:: FRAGMENTO DEL DOCUMENTO ::
###

Cuéllar parece que hubiese nacido de la piedra blanquecina y luminosa sobre la que se erige; la misma que forma sus cimientos; aquí cobran fuerza y significado los versos del poeta: el ciego sol se estrella sobre las duras aristas de las armas. Andando por sus calles, visitando su castillo, es fácil imaginarse al Cid (que nunca estuvo aquí) con doce de los suyos camino del destierro, sudor bajo los petos y espaldares, destellos en los yelmos y azagayas.
Entro a la villa por una de las puertas de la muralla y me imagino medieval caballero a lomos de brioso rocín. Aparco mi cabalgadura (¿cómo sería recorrer España a caballo?) junto al castillo y me acerco hasta su puerta; pero cerrado está el mesón a piedra y lodo, nadie responde. Los funcionarios locales guardan con celo la carpetovetónica tradición del escaqueo. Vislumbro otra puerta lateral, entornada, y me cuelo por ella (otra carpetovetónica costumbre, esto de colarse).
Asomo el hocico despreciando las amenazas de excomunión y hoguera que olvidados letreros anuncian para quien penetrare al recinto sin la bendición municipal, y me hallo en el amplio patio interior, bien conservado, con una bella columnata al fondo. Unas señoras de la limpieza trajinan ignorando mi presencia.
Cuando asumo que de allí no voy a sacar nada en limpio vuelvo sobre mis pasos, salgo del castillo y atravieso la gran explanada desierta que hay al otro lado del foso, sin agua desde hace siglos. La enorme muralla, rehabilitada, es visitable, pero el torno que da acceso a la subida funciona con fichas que se venden en las oficinas cerradas del castillo, así que doy la espalda a este fracaso y me encamino hacia el centro urbano.

###

:: MATERIAL EXTRAÍDO ::
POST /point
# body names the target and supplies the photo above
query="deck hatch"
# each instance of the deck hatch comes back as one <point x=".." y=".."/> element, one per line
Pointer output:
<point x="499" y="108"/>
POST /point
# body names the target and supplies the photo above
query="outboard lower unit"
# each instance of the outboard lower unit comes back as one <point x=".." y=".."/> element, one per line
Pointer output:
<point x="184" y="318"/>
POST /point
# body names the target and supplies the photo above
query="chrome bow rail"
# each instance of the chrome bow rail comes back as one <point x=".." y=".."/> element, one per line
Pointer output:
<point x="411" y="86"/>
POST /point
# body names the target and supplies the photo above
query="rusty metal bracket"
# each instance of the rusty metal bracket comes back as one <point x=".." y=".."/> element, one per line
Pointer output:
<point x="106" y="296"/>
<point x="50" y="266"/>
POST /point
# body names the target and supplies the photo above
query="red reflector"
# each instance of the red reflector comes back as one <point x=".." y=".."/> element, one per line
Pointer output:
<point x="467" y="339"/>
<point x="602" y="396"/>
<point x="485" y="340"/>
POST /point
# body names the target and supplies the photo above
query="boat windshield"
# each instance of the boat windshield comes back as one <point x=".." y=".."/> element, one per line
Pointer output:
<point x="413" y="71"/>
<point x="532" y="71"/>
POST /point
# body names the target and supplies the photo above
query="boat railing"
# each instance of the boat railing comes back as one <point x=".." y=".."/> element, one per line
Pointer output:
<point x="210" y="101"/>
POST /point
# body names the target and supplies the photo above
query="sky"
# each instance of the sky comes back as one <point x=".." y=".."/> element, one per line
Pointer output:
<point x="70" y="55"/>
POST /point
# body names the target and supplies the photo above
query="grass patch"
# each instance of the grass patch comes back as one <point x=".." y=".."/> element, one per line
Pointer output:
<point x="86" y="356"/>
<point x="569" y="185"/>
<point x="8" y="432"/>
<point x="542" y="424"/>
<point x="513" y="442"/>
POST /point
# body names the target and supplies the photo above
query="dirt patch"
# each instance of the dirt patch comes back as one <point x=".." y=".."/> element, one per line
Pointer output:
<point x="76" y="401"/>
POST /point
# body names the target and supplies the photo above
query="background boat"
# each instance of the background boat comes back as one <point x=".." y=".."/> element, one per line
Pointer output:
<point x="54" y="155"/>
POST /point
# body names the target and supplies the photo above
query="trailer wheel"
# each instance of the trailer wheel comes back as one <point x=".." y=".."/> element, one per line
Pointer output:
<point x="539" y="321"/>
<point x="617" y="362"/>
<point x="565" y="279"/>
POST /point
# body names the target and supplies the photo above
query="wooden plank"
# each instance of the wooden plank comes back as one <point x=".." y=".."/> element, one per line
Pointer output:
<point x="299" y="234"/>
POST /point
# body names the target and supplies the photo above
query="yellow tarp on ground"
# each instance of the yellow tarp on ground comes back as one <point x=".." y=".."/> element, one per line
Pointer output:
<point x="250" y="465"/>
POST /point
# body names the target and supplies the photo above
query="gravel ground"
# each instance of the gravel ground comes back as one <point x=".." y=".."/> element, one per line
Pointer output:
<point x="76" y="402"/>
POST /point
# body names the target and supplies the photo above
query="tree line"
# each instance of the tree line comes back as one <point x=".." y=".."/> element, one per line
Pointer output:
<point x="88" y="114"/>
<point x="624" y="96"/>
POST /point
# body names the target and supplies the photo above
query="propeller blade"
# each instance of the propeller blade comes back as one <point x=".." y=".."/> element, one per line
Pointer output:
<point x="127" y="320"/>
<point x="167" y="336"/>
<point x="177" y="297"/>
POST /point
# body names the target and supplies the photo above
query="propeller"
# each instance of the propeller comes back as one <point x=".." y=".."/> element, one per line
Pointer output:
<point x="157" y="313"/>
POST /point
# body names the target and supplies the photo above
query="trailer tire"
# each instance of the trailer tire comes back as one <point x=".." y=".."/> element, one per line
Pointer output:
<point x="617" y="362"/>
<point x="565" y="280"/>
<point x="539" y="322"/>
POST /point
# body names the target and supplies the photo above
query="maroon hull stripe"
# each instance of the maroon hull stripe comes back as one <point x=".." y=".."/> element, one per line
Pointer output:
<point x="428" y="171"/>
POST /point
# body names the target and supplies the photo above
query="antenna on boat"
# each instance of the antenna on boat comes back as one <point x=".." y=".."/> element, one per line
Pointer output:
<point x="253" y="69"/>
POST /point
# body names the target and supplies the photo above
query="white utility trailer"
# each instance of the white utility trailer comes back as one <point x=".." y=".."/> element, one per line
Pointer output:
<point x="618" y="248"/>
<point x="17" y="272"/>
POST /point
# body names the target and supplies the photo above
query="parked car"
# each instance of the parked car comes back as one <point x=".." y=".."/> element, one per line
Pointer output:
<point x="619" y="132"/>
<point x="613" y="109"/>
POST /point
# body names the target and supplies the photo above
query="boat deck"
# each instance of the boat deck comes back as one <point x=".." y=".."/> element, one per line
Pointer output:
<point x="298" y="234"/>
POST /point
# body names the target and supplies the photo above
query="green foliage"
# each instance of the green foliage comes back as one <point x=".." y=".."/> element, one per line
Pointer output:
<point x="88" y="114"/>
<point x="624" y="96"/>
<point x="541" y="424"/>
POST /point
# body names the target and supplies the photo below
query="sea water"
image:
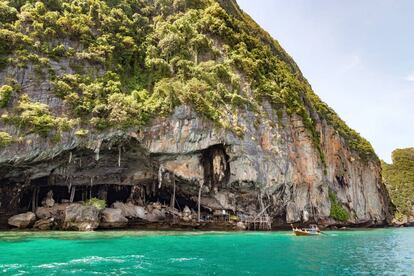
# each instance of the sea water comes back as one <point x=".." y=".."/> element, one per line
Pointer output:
<point x="370" y="252"/>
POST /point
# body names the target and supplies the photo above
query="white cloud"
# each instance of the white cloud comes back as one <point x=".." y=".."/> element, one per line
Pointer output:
<point x="410" y="77"/>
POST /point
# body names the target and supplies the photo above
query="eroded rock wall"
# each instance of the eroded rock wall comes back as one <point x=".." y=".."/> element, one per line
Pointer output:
<point x="273" y="167"/>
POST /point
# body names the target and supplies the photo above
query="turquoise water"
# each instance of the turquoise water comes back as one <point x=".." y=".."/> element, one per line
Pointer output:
<point x="371" y="252"/>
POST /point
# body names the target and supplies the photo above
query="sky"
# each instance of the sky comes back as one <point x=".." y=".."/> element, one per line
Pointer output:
<point x="357" y="55"/>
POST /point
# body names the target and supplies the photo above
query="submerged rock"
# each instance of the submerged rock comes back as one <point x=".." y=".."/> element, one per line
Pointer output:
<point x="81" y="218"/>
<point x="130" y="210"/>
<point x="113" y="218"/>
<point x="44" y="224"/>
<point x="22" y="220"/>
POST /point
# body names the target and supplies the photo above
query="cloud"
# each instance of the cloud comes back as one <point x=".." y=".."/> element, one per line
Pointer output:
<point x="352" y="62"/>
<point x="410" y="77"/>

###

:: TAREA ESCRITA A ::
En el fragmento sobre Cuéllar, ¿qué hay al fondo del patio interior del castillo?
:: TAREA ESCRITA B ::
Reúne todas las líneas de los registros que contengan la palabra "stripe".
El fragmento y los registros proceden de fuentes distintas.

:: RESULTADO DEL EJERCICIO A ::
Una bella columnata.

:: RESULTADO DEL EJERCICIO B ::
query="maroon hull stripe"
# each instance of the maroon hull stripe comes back as one <point x=".." y=".."/> element, one per line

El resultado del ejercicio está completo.